» Task objective:
Update the passage on choosing the number of factors in a factor analysis, starting with "One of the difficult" and going on through "makes an elbow.". Replace "Kaiser criterion" with "Kaiser rule" wherever it appears in that span.

» Text segment:
++++++++
One of the difficult things to determine when conducting a factor analysis is to determine the number of factors. Different metrics such as eigenvalue, total percent variance explained, factor loadings, and line plots are used to decide the number of factors. The Kaiser criterion is an analytical approach based on selecting the factor with a more significant proportion of explained variance. The eigenvalue is a good criterion for determining the optimum number of factors. Eigenvalues represent variance explained by each factor from the total variance. Generally, an eigenvalue greater than one will be considered the feature's selection criteria. Eigenvalues are determined by using the get_eigenvalues() function. A line plot is a graphical approach based on visualizing factors and eigenvalues. It helps us to determine the number of factors where the curve makes an elbow.

One of the criteria is to decide the number of factors based on an eigenvalue greater than or equal to one. This is because a factor with an eigenvalue of 1 accounts for as much variance as a single variance, and the logic is that only factors that explain at least the same amount of variance as a single variable are worth keeping. However, it is observed that this sometimes results in more factors. From the results, we can observe that eigenvalues are more significant than one for eight variables, and for two variables, it is nearly 1.0. We will try to understand using another option, a line plot. A line plot shows the eigenvalues on the y-axis and the number of factors on the x-axis. It always displays a downward curve. The point where the slope of the curve is leveling off (the elbow) indicates the number of factors the analysis should generate. A chart depicting the number of factors and the eigenvalues ranges from 1 to the maximum number of variables. The curve shows a straight line for each factor and its eigenvalues. However, the optimum number of factors for this dataset might be six.
++++++++
» Provided records:
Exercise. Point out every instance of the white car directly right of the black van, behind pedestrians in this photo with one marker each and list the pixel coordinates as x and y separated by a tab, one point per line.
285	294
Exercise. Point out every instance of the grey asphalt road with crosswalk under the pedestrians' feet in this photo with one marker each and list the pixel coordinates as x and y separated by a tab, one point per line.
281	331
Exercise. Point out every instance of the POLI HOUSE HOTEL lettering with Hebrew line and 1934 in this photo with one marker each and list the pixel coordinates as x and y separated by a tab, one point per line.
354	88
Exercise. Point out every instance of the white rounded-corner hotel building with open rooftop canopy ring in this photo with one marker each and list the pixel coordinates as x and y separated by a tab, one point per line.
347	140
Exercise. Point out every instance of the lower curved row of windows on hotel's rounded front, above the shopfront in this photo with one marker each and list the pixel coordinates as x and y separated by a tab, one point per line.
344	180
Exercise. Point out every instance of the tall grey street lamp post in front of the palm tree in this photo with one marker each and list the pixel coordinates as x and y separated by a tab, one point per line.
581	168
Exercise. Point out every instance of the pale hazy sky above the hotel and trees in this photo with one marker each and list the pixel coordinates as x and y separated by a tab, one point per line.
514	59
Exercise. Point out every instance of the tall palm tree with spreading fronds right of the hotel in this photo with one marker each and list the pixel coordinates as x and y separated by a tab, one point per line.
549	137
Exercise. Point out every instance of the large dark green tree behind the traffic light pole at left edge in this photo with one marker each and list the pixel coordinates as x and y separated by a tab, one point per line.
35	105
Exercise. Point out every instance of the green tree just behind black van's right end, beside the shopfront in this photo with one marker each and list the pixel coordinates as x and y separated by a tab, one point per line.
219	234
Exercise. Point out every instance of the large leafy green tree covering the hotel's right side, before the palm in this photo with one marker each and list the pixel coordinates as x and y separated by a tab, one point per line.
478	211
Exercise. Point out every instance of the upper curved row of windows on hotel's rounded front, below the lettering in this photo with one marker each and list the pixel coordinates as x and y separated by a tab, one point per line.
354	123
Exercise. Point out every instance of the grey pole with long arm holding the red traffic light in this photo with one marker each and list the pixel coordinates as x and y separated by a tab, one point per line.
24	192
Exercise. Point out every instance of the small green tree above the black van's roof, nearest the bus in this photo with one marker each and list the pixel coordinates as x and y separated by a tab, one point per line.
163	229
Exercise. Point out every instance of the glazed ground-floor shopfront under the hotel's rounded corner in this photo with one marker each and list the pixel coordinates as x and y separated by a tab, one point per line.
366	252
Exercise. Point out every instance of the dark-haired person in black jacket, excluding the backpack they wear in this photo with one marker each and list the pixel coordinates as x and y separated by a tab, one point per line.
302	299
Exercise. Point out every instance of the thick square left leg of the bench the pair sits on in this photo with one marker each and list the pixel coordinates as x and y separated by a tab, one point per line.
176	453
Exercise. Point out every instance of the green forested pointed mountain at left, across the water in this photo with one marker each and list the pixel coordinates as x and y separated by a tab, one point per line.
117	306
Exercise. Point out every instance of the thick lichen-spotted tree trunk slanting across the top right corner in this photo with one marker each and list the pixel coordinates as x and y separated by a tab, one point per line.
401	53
++++++++
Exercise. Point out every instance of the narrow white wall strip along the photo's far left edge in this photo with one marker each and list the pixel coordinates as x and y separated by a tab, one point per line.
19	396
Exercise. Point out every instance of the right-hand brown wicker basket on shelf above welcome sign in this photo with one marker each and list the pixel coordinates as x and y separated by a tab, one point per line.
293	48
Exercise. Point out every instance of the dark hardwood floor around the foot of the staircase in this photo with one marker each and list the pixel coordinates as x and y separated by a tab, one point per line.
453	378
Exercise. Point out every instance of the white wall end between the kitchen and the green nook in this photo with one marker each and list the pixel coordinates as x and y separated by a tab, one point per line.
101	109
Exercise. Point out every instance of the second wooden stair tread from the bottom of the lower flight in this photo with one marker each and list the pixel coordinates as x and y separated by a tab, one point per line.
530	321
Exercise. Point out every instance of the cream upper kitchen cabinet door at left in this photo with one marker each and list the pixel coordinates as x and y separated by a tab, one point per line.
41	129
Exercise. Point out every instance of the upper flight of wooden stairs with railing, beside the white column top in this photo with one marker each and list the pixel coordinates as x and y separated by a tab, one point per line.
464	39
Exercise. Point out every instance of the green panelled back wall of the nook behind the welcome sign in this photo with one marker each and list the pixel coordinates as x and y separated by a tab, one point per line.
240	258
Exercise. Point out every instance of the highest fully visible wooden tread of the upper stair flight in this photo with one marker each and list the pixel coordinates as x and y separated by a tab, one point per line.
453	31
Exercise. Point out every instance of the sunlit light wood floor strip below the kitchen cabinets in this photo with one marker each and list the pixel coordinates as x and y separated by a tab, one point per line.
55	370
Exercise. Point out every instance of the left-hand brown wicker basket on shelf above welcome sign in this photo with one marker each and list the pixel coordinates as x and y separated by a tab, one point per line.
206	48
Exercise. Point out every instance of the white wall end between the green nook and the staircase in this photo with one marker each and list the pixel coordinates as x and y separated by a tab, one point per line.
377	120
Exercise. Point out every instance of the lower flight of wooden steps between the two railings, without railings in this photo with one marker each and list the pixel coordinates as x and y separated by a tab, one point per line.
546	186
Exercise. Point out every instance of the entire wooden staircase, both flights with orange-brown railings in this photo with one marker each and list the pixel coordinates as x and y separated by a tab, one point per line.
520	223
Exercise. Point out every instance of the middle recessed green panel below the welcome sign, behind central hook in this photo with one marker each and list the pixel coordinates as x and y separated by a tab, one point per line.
++++++++
» Solved problem:
One of the difficult things to determine when conducting a factor analysis is to determine the number of factors. Different metrics such as eigenvalue, total percent variance explained, factor loadings, and line plots are used to decide the number of factors. The Kaiser rule is an analytical approach based on selecting the factor with a more significant proportion of explained variance. The eigenvalue is a good criterion for determining the optimum number of factors. Eigenvalues represent variance explained by each factor from the total variance. Generally, an eigenvalue greater than one will be considered the feature's selection criteria. Eigenvalues are determined by using the get_eigenvalues() function. A line plot is a graphical approach based on visualizing factors and eigenvalues. It helps us to determine the number of factors where the curve makes an elbow.